*What is being asked*. Copy every one of the records below word for word, keeping each line in its original order.

*Data to use*.

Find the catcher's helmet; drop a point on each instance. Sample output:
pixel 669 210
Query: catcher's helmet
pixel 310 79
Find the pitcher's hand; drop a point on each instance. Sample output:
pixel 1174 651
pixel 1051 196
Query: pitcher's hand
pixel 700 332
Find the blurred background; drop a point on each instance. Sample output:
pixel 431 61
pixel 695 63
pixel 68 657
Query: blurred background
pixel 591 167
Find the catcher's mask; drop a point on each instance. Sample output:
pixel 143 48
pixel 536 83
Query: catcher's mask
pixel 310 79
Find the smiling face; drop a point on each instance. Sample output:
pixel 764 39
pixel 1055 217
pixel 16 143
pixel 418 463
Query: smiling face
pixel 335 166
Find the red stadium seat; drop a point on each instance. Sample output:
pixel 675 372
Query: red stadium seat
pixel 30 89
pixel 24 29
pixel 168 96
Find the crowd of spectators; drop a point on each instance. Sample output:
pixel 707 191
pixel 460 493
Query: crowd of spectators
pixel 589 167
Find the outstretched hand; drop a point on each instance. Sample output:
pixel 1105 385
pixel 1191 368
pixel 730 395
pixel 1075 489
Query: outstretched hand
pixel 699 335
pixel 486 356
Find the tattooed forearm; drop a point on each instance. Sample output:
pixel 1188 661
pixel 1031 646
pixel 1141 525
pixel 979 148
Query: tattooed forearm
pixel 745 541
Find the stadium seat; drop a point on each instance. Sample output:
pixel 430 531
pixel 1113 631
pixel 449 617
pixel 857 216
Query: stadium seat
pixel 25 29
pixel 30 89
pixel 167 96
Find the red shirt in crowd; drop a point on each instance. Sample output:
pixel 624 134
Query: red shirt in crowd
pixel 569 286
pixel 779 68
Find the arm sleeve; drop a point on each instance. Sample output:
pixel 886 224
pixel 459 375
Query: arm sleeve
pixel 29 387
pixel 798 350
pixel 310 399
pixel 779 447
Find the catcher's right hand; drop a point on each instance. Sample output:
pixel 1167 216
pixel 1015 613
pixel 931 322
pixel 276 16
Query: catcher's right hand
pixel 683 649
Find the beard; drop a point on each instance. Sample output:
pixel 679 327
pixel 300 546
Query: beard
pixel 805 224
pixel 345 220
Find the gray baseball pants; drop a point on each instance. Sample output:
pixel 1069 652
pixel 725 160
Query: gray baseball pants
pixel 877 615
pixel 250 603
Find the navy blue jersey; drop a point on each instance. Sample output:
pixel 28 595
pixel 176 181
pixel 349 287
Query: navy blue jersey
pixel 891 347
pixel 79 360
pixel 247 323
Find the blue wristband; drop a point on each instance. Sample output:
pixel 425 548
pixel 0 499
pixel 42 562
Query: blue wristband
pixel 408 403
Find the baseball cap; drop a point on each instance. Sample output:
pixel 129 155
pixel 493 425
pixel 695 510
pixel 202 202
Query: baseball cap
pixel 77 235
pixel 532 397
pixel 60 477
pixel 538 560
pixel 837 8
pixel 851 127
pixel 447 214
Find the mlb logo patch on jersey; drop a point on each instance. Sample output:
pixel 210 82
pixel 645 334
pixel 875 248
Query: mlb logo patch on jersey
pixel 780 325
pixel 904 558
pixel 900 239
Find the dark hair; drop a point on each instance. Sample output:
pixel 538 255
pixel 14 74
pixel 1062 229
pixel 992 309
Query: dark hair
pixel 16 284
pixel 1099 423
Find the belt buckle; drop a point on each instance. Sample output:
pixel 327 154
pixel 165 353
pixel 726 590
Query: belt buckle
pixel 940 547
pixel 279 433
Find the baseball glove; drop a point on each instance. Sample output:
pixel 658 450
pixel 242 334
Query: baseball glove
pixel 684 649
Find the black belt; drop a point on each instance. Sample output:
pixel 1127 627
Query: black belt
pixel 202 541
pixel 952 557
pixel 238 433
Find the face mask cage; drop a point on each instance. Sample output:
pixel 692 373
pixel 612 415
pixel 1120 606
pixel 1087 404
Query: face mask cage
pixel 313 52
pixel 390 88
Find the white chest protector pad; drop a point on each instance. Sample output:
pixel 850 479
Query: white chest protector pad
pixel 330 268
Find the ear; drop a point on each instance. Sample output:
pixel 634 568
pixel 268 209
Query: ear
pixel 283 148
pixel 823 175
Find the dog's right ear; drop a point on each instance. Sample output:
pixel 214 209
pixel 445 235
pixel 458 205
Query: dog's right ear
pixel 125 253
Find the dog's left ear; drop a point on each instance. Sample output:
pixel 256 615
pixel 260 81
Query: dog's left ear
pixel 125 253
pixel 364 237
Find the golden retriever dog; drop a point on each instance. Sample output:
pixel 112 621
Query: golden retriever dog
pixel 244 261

*In response*.
Find the catcher's helmet; drop a point on each instance. Sample output:
pixel 669 210
Query: catcher's helmet
pixel 310 79
Find the pitcher's hand; drop a point on each instance. Sample output:
pixel 1174 651
pixel 1051 196
Query: pitcher's hand
pixel 700 332
Find the blurred background; drop a point on each instance. Sample output:
pixel 431 61
pixel 695 63
pixel 68 657
Query: blurred background
pixel 591 167
Find the catcher's mask; drop a point on each instance. Sample output:
pixel 143 48
pixel 536 83
Query: catcher's mask
pixel 310 79
Find the smiling face; drop a point on each instance. Sample output:
pixel 764 39
pixel 1055 217
pixel 16 143
pixel 418 463
Query: smiling face
pixel 335 166
Find the red stadium seat; drop a point on each instance. Sample output:
pixel 675 372
Query: red stadium seat
pixel 30 89
pixel 24 29
pixel 168 96
Find the crowd of spectators; drop a point on each instance. Sample output:
pixel 707 191
pixel 460 493
Query: crowd of spectators
pixel 589 167
Find the outstretched hand; drop a point on each instance. Sample output:
pixel 1105 385
pixel 1191 368
pixel 730 395
pixel 1075 489
Query: outstretched hand
pixel 699 335
pixel 486 356
Find the tattooed forearm; drop a point on each instance. Sample output:
pixel 1188 661
pixel 1031 646
pixel 1141 525
pixel 979 148
Query: tattooed forearm
pixel 745 541
Find the stadium seat; drop a point on each instance. Sample output:
pixel 430 531
pixel 1113 631
pixel 449 617
pixel 857 216
Query: stadium seat
pixel 25 29
pixel 30 89
pixel 167 96
Find the red shirt in crowd; drop a point on each instance. Sample output:
pixel 624 134
Query: red shirt in crowd
pixel 569 286
pixel 779 68
Find the arm sleeve; drop a point on each instance. Sample output:
pixel 886 224
pixel 459 375
Query: arm sleeve
pixel 29 387
pixel 798 350
pixel 310 399
pixel 779 447
Find the catcher's right hand; drop a point on each instance. Sample output:
pixel 1167 216
pixel 1015 613
pixel 931 322
pixel 276 16
Query: catcher's right hand
pixel 683 649
Find the beard; drop a point on each instance. Sample output:
pixel 679 327
pixel 300 546
Query: beard
pixel 805 224
pixel 345 220
Find the gray baseball pants; drop a point on each instance. Sample output:
pixel 1069 652
pixel 725 160
Query: gray baseball pants
pixel 877 615
pixel 250 603
Find the navy blue jersey; drop a point on each instance. Sample output:
pixel 28 595
pixel 176 181
pixel 349 287
Query: navy blue jersey
pixel 891 347
pixel 79 360
pixel 247 323
Find the blue wristband; drop a point on each instance. Sample output:
pixel 425 548
pixel 0 499
pixel 42 562
Query: blue wristband
pixel 408 403
Find the baseball cap; drop a point on each instance. Sample output:
pixel 129 155
pixel 493 425
pixel 695 510
pixel 202 202
Query: baseball cap
pixel 77 235
pixel 532 397
pixel 60 477
pixel 538 560
pixel 837 8
pixel 851 127
pixel 447 214
Find the mlb logo patch on jersey; drop a point on each instance. Sample output:
pixel 210 82
pixel 645 334
pixel 875 248
Query: mlb logo patch on jersey
pixel 780 325
pixel 904 558
pixel 900 239
Find the dark hair; drop a point on each instance. Sample output:
pixel 538 255
pixel 14 74
pixel 1062 229
pixel 992 309
Query: dark hair
pixel 16 284
pixel 1099 423
Find the belt buckle; drop a point on each instance. Sample output:
pixel 327 154
pixel 165 353
pixel 726 590
Query: belt buckle
pixel 940 547
pixel 279 433
Find the baseball glove; drop a point on each instance. Sample output:
pixel 658 450
pixel 242 334
Query: baseball glove
pixel 684 649
Find the black belt; drop a point on each instance. Sample output:
pixel 1127 627
Query: black belt
pixel 202 541
pixel 952 557
pixel 238 433
Find the face mask cage; drop a point on each instance. Sample output:
pixel 692 373
pixel 612 415
pixel 1120 606
pixel 1087 404
Query: face mask cage
pixel 313 52
pixel 390 88
Find the white chest protector pad; drop a point on each instance. Sample output:
pixel 850 479
Query: white chest protector pad
pixel 330 268
Find the ear; drop a point on each instance. Sample output:
pixel 634 568
pixel 268 209
Query: ear
pixel 283 148
pixel 823 175
Find the dog's right ear; drop a point on each instance. Sample output:
pixel 214 209
pixel 445 235
pixel 458 205
Query: dog's right ear
pixel 125 253
Find the dog's left ear; drop a point on each instance. Sample output:
pixel 256 615
pixel 260 81
Query: dog's left ear
pixel 125 253
pixel 364 237
Find the golden retriever dog; drop a point on each instance. Sample output:
pixel 112 621
Query: golden retriever dog
pixel 244 261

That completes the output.